:: Excerpted data ::

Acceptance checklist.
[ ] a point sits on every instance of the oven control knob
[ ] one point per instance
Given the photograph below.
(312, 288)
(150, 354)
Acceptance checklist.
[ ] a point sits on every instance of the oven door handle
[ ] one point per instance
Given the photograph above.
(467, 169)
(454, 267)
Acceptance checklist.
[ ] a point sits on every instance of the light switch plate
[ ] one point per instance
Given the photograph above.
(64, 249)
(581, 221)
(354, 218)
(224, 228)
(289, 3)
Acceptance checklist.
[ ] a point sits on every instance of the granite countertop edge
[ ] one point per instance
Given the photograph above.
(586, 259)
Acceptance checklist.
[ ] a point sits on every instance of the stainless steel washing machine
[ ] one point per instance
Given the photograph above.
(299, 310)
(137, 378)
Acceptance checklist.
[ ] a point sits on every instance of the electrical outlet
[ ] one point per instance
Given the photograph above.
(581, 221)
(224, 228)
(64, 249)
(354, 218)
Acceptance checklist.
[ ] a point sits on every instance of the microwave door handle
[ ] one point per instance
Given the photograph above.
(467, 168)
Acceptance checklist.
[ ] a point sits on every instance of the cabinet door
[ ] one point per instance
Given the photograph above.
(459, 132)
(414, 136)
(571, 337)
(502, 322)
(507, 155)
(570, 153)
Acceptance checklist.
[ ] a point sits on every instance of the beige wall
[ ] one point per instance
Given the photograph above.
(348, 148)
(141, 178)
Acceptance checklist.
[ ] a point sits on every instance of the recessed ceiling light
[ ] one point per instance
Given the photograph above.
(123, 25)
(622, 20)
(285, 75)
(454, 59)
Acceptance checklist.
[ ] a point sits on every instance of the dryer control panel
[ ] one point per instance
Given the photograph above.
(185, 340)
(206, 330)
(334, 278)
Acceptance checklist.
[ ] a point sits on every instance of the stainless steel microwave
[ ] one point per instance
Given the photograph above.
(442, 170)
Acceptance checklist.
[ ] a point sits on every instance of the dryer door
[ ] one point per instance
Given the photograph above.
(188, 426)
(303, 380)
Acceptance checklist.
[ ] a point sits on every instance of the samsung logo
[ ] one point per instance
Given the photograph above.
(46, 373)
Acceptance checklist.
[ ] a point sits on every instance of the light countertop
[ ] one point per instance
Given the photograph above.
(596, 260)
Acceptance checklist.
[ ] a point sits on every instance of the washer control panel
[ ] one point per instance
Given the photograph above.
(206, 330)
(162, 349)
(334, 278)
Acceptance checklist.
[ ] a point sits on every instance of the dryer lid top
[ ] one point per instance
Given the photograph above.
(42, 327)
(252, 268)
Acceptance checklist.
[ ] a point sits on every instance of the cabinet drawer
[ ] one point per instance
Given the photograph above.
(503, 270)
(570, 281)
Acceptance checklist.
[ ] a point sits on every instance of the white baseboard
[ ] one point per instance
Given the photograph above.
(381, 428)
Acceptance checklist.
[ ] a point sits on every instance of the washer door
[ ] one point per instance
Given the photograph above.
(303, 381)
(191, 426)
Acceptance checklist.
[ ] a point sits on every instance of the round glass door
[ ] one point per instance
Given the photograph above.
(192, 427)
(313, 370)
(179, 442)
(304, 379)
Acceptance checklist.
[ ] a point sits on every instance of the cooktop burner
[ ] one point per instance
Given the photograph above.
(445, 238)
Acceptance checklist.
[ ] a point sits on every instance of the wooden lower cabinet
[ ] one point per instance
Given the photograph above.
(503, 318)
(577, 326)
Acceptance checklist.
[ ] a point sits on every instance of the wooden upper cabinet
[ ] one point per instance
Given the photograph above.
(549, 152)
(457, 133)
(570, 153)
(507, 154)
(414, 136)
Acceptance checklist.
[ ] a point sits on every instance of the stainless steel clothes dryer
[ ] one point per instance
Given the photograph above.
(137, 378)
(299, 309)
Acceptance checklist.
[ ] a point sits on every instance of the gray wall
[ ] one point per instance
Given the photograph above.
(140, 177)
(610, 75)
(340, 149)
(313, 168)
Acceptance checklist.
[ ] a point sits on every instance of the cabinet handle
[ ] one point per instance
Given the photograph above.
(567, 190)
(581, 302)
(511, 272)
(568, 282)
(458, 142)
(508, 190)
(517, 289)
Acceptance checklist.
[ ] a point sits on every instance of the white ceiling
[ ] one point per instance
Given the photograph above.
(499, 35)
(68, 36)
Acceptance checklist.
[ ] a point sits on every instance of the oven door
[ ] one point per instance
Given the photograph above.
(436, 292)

:::

◆ Exercise
Wherever a line in the listing contains the word "oven", copy that line out.

◆ Task solution
[ ] a point sits on every instance of the oven control knob
[ ] a point sits on every instance of the oven door handle
[ ] a point sits on every instance of the oven door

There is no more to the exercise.